Print verbatim every line starting at the one that contains "of the maroon" and ending at the final line of the records; include both endpoints.

INFORMATION SHOWN:

○ ○ ○

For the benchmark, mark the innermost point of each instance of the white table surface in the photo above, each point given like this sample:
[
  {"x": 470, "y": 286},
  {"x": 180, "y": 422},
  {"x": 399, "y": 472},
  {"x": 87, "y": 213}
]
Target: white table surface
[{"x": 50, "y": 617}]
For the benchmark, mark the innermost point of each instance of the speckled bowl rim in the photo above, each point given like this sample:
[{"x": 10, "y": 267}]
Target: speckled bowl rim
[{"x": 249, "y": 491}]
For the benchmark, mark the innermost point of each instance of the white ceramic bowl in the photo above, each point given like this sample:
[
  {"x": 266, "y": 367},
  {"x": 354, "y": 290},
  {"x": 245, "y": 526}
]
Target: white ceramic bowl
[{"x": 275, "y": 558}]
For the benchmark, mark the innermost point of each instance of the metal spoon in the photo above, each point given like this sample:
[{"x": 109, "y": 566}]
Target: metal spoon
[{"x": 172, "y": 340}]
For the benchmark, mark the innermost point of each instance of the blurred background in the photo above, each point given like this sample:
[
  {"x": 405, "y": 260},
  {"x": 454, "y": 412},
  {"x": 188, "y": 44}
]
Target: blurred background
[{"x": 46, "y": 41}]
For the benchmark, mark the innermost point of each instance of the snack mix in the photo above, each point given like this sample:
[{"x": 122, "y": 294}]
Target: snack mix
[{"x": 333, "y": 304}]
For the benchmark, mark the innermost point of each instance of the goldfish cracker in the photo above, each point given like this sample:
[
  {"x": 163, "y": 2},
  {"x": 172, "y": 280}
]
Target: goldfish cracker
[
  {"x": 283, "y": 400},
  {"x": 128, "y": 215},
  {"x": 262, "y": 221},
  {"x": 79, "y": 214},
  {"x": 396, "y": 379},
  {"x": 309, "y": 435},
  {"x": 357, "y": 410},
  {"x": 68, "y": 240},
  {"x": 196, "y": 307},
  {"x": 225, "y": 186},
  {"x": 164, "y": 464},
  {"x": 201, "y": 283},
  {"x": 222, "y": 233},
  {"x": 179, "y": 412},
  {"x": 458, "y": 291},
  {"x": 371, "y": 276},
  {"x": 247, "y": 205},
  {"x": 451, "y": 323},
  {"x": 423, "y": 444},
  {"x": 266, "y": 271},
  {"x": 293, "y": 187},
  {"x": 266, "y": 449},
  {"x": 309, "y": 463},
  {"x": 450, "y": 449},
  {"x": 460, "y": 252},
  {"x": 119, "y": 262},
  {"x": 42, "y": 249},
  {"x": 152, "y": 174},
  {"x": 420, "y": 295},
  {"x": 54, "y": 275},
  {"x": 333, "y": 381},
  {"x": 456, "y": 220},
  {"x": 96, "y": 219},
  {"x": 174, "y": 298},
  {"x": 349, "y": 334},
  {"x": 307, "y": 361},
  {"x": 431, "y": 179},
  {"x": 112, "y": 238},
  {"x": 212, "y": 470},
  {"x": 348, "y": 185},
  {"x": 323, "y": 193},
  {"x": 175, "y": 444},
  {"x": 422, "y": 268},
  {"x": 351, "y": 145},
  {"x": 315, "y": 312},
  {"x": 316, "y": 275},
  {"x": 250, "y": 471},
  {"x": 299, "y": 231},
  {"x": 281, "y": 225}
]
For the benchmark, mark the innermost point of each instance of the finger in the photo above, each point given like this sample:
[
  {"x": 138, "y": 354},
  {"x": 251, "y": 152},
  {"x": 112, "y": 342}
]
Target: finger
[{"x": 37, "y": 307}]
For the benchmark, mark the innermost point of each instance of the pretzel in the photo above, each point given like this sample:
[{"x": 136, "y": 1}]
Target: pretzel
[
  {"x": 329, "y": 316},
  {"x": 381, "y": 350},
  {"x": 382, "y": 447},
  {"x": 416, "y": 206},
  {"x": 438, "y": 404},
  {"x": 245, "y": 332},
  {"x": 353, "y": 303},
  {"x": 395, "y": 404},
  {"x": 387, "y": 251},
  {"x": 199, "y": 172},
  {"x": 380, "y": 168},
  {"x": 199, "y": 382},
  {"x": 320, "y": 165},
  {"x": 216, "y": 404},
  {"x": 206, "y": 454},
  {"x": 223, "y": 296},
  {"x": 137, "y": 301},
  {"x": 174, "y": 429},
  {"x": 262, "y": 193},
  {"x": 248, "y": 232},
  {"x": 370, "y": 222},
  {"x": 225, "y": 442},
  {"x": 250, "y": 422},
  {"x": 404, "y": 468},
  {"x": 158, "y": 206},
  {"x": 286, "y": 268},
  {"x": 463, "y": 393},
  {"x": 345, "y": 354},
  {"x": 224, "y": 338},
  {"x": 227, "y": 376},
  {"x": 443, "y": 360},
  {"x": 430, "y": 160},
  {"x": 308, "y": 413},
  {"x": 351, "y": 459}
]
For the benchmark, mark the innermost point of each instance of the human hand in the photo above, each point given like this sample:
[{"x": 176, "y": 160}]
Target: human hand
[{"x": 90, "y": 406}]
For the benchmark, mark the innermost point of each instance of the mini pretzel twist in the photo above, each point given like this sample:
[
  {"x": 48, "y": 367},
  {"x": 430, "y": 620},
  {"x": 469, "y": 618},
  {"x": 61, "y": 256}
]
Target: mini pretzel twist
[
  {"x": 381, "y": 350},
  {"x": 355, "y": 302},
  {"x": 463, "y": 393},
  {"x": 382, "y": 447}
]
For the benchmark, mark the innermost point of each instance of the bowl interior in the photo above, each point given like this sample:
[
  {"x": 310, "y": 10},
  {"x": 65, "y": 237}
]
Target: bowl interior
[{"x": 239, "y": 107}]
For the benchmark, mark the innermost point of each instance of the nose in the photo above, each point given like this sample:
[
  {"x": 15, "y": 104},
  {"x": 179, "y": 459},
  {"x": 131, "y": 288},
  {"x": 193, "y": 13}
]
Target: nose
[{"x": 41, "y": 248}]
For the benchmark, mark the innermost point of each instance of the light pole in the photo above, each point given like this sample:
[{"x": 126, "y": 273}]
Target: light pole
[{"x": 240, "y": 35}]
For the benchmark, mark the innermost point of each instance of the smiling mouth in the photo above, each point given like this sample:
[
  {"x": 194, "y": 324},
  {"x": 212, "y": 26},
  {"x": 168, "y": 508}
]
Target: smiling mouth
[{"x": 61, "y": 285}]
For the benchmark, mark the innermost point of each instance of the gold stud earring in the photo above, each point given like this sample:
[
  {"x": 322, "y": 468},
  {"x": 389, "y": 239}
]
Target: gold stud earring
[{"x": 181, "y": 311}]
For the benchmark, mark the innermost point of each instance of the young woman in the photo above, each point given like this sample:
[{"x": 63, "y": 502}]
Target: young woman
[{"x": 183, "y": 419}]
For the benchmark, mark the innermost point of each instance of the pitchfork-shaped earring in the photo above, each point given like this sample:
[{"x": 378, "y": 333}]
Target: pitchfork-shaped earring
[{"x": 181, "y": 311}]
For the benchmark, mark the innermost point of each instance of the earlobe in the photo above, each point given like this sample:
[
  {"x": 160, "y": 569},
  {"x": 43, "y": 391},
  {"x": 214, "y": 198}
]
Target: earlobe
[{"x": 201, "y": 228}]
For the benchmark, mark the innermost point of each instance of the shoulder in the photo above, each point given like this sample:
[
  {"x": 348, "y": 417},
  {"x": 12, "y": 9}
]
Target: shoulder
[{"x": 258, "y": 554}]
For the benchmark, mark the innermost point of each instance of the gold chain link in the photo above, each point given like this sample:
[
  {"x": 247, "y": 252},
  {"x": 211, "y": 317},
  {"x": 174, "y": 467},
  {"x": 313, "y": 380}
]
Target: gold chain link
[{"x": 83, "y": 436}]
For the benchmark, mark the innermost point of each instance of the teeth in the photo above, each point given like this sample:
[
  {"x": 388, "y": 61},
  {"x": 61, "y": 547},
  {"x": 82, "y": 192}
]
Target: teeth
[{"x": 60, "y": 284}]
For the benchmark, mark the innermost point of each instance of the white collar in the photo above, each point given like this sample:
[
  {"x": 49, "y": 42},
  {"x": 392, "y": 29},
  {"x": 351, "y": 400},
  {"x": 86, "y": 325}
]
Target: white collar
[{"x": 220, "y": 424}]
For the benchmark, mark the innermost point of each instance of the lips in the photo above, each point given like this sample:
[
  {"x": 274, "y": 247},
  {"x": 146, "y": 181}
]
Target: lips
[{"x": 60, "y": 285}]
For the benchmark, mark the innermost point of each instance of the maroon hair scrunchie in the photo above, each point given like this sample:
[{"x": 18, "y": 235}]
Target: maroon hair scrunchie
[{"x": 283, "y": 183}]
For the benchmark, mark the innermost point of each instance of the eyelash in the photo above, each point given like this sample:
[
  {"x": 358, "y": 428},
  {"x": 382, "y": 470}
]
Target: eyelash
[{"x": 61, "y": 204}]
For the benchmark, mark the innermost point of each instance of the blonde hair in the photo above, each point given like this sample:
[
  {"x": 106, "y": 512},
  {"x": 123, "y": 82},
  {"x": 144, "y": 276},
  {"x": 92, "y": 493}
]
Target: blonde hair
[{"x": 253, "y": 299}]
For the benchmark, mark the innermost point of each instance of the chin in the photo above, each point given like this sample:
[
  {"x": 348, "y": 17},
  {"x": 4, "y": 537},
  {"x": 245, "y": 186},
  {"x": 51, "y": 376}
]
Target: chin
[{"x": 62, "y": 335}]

○ ○ ○

THE RESULT:
For the benchmark, mark the innermost point of each instance of the maroon hair scrunchie in the photo above, each point given like this sample:
[{"x": 18, "y": 235}]
Target: maroon hair scrunchie
[{"x": 283, "y": 183}]
For the benchmark, mark the innermost point of each instance of the eyelash in the photo above, each point given like this sample:
[
  {"x": 358, "y": 428},
  {"x": 382, "y": 470}
]
Target: eyelash
[{"x": 61, "y": 204}]
For the benchmark, mark the innermost point of each instance of the blonde hair in the photo above, each point given like this sample:
[
  {"x": 106, "y": 512},
  {"x": 123, "y": 82},
  {"x": 144, "y": 276},
  {"x": 92, "y": 493}
]
Target: blonde hair
[{"x": 253, "y": 299}]
For the benchmark, mark the innermost point of each instance of the chin in the photo above, each point given like this sample:
[
  {"x": 348, "y": 17},
  {"x": 4, "y": 537},
  {"x": 245, "y": 186},
  {"x": 51, "y": 376}
]
Target: chin
[{"x": 62, "y": 335}]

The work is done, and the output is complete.